Segmentation labeling items
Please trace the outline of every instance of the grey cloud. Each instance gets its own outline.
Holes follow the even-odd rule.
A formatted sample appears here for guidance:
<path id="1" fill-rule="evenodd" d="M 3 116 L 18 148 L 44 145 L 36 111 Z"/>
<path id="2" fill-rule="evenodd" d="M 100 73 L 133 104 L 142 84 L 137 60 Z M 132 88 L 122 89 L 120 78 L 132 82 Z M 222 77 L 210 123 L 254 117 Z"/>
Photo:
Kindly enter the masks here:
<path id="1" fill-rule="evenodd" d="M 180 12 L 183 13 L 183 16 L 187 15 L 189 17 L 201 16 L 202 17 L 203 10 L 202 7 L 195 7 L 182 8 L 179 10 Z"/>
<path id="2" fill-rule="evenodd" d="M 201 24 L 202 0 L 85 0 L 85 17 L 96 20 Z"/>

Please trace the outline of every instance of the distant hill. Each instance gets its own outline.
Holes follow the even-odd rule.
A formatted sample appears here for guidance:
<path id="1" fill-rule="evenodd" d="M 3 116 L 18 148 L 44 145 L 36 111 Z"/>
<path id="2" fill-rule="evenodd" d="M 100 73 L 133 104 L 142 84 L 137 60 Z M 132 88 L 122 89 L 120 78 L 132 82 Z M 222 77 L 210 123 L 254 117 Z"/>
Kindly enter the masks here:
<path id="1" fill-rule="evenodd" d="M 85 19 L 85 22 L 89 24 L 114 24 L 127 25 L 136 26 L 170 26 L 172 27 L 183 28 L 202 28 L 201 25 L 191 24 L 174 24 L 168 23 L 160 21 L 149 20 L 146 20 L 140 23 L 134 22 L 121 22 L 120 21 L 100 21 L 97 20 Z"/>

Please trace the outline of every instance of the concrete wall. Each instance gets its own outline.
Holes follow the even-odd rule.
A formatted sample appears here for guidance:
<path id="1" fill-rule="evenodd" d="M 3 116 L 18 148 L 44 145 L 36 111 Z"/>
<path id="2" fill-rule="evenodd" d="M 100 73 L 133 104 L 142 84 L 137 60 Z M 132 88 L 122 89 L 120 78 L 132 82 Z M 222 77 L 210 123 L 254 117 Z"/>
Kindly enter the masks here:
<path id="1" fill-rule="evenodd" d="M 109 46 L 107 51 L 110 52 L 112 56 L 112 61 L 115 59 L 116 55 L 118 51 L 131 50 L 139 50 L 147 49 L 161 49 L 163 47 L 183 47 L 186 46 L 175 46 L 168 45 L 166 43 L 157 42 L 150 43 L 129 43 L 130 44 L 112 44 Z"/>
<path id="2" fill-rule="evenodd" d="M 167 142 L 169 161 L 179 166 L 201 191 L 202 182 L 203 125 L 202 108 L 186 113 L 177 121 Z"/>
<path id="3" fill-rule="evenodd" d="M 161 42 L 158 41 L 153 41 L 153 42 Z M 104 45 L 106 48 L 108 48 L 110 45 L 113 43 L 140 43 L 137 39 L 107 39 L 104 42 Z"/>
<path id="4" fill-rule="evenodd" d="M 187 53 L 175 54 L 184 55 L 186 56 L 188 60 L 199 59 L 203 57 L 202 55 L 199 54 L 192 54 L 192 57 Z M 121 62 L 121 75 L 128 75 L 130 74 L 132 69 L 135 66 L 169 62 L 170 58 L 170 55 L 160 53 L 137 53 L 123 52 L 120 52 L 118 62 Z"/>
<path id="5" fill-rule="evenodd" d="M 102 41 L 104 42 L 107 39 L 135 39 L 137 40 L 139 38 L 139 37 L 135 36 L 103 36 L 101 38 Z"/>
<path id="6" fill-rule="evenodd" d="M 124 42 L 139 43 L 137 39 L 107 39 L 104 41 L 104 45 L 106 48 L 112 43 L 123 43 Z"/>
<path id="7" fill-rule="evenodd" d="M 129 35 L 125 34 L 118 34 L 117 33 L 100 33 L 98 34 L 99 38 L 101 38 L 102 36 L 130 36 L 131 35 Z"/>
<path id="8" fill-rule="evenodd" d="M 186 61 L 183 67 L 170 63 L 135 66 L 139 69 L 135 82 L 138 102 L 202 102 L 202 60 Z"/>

==

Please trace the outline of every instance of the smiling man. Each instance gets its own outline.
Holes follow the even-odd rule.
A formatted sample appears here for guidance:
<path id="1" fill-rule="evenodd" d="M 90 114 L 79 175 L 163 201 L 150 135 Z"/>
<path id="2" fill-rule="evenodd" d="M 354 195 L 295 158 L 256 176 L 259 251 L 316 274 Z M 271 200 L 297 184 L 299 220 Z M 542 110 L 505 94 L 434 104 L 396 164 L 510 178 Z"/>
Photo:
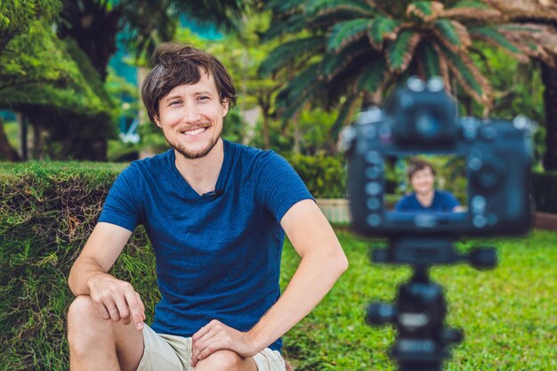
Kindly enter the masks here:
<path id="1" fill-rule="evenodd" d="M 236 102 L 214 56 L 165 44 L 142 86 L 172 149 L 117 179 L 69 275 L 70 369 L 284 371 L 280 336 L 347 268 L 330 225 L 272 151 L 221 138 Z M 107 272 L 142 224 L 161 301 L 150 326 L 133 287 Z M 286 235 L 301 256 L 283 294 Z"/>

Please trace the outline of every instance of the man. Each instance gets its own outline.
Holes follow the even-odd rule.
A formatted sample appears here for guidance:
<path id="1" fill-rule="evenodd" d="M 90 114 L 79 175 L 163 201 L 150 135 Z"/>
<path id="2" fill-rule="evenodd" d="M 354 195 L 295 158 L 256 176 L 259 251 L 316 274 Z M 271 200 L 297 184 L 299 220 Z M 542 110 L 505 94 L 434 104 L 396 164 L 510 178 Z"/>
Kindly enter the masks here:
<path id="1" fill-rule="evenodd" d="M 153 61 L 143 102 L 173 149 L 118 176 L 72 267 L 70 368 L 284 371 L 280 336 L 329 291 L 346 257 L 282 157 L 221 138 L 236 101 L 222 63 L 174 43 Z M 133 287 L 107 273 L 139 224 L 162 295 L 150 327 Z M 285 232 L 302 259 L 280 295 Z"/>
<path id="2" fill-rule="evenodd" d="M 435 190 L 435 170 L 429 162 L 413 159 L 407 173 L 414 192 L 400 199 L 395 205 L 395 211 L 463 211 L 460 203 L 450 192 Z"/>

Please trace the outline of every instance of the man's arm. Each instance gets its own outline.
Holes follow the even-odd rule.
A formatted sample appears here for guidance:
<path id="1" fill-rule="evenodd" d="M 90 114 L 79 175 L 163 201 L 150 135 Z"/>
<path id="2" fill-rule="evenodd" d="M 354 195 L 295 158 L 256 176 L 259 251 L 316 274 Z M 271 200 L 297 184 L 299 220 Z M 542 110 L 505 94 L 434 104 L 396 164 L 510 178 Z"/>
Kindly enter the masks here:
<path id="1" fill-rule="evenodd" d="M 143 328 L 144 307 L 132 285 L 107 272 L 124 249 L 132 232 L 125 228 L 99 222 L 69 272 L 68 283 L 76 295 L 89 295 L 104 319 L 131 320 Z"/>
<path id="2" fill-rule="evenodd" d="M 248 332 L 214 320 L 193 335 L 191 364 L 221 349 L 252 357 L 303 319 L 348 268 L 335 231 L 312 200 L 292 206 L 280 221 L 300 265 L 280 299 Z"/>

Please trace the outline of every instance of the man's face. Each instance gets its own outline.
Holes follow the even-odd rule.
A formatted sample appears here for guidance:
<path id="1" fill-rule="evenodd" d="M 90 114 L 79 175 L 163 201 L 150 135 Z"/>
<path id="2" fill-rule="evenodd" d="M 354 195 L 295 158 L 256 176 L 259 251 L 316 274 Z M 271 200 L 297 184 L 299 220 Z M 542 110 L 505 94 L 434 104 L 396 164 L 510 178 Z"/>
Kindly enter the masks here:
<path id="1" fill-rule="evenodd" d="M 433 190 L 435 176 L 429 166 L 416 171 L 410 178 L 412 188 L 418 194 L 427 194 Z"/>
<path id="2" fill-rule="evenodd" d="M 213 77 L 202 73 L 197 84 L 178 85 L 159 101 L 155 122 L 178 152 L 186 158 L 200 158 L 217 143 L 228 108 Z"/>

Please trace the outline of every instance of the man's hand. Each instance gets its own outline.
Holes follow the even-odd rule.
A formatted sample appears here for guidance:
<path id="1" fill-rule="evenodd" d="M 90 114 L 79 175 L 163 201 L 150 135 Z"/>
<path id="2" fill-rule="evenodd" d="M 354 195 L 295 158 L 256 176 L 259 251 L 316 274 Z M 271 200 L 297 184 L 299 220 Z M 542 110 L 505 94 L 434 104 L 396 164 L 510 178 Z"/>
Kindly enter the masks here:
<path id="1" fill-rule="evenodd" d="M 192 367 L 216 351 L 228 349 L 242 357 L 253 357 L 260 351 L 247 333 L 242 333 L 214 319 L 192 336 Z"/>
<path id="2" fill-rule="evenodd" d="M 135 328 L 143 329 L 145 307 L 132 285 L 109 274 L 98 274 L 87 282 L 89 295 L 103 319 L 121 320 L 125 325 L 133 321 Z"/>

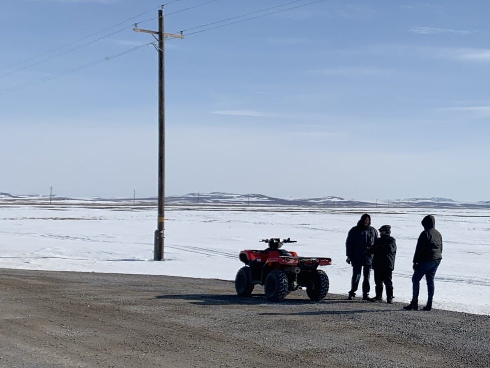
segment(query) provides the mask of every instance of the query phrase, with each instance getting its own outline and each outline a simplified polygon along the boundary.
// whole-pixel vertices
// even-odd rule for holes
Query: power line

--

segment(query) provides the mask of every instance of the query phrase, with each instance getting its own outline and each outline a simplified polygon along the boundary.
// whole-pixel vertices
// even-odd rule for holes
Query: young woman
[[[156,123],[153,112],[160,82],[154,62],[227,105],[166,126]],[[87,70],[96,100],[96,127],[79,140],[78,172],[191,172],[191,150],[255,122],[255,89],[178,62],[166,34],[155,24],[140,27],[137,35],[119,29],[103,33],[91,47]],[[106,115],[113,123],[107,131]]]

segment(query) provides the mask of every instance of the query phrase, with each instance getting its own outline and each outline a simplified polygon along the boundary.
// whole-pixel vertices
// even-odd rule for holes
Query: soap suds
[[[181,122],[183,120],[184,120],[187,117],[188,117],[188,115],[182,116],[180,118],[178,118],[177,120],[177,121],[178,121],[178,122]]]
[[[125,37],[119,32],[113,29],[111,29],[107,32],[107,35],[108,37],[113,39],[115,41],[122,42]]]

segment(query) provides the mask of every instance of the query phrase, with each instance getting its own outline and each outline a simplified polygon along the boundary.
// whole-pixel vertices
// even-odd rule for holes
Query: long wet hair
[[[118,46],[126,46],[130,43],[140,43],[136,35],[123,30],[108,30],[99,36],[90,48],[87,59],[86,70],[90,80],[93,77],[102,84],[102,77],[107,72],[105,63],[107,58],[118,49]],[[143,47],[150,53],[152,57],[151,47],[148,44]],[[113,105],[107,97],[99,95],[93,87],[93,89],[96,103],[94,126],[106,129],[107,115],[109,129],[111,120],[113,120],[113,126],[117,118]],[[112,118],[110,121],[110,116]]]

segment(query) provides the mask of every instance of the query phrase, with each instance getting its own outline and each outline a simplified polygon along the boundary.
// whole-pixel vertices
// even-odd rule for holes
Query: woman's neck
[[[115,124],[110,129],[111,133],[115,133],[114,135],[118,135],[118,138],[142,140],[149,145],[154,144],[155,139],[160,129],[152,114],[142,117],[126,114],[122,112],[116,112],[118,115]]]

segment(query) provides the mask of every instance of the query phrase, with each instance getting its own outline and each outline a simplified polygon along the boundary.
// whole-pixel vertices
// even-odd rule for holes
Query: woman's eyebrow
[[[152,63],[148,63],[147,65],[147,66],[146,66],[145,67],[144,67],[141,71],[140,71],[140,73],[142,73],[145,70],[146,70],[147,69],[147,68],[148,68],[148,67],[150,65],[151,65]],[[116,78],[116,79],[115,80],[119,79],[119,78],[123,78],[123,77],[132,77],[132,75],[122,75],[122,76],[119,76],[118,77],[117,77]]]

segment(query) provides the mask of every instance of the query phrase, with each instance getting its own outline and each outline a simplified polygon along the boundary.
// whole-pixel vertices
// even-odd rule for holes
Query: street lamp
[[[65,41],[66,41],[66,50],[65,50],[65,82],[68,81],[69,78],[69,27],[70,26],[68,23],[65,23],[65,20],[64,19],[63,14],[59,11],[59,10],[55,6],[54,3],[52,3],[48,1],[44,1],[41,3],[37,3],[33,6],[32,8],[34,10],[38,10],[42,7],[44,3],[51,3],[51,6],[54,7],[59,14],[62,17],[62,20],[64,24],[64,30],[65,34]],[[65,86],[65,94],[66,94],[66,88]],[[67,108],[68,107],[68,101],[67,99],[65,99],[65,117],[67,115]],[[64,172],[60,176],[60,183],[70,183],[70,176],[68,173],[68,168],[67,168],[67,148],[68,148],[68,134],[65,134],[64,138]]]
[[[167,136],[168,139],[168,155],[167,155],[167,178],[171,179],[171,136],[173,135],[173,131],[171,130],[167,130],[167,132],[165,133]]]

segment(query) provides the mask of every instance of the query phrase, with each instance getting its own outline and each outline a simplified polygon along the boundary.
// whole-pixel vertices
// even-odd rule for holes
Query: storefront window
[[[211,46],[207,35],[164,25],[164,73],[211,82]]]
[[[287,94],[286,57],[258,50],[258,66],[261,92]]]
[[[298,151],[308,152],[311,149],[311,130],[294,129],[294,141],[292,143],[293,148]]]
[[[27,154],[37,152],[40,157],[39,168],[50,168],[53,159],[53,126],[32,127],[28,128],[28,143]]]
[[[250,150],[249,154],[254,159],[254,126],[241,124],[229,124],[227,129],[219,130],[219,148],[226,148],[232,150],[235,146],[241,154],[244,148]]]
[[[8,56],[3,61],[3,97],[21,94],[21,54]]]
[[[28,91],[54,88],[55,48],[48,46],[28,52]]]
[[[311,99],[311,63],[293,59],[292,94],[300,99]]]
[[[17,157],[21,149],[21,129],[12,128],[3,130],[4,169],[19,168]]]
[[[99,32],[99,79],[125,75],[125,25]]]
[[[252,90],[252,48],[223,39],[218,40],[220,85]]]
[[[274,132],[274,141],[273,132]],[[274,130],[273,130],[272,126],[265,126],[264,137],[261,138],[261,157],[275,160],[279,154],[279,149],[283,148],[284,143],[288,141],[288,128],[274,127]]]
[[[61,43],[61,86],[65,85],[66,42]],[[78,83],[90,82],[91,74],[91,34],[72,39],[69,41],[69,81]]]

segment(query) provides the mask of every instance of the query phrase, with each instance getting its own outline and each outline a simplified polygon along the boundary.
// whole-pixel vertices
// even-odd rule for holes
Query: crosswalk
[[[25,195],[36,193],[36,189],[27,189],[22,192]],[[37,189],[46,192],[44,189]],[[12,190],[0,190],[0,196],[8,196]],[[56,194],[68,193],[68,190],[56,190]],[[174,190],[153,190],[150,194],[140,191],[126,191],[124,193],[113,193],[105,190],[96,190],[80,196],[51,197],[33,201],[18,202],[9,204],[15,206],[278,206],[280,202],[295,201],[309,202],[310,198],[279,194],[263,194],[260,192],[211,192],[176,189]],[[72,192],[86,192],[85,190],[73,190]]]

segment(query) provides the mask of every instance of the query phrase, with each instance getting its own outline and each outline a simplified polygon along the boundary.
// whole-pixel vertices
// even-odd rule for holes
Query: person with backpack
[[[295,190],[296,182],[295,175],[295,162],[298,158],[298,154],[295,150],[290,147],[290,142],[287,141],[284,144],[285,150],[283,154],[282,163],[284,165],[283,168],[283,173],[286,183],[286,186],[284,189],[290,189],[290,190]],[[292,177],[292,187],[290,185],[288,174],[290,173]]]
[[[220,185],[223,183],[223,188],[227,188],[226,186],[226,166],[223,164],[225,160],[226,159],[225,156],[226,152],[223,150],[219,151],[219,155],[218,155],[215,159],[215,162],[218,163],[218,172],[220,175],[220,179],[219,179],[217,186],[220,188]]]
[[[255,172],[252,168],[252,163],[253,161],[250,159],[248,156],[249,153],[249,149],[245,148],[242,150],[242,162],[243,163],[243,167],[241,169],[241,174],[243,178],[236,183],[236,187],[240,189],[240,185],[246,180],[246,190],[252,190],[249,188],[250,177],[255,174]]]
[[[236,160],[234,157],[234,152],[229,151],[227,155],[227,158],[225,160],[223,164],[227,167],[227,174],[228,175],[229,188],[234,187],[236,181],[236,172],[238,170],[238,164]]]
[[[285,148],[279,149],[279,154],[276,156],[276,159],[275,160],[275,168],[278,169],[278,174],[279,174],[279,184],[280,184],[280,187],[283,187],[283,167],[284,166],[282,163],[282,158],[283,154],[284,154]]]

_What you need to do_
Please write out, without any change, every line starting at the one containing "Please trace the outline of every instance of the distant" and ending at the one containing "89 24 L 114", with both of those lines included.

_Problem solution_
Please trace the outline of every instance of the distant hill. Each instance gets its own outline.
Holes follow the even-odd rule.
A formatted sample appears here for guidance:
<path id="1" fill-rule="evenodd" d="M 3 116 L 18 148 L 44 145 L 36 111 Z"/>
<path id="2" fill-rule="evenodd" d="M 100 73 L 133 104 L 142 84 L 137 60 Z M 132 88 L 122 89 L 120 78 L 132 82 Z M 222 77 L 210 123 L 254 117 Z"/>
Kindly enter the masks here:
<path id="1" fill-rule="evenodd" d="M 85 19 L 85 22 L 89 24 L 114 24 L 127 25 L 136 26 L 170 26 L 172 27 L 183 28 L 202 28 L 201 25 L 191 24 L 174 24 L 168 23 L 160 21 L 149 20 L 146 20 L 140 23 L 134 22 L 121 22 L 120 21 L 100 21 L 97 20 Z"/>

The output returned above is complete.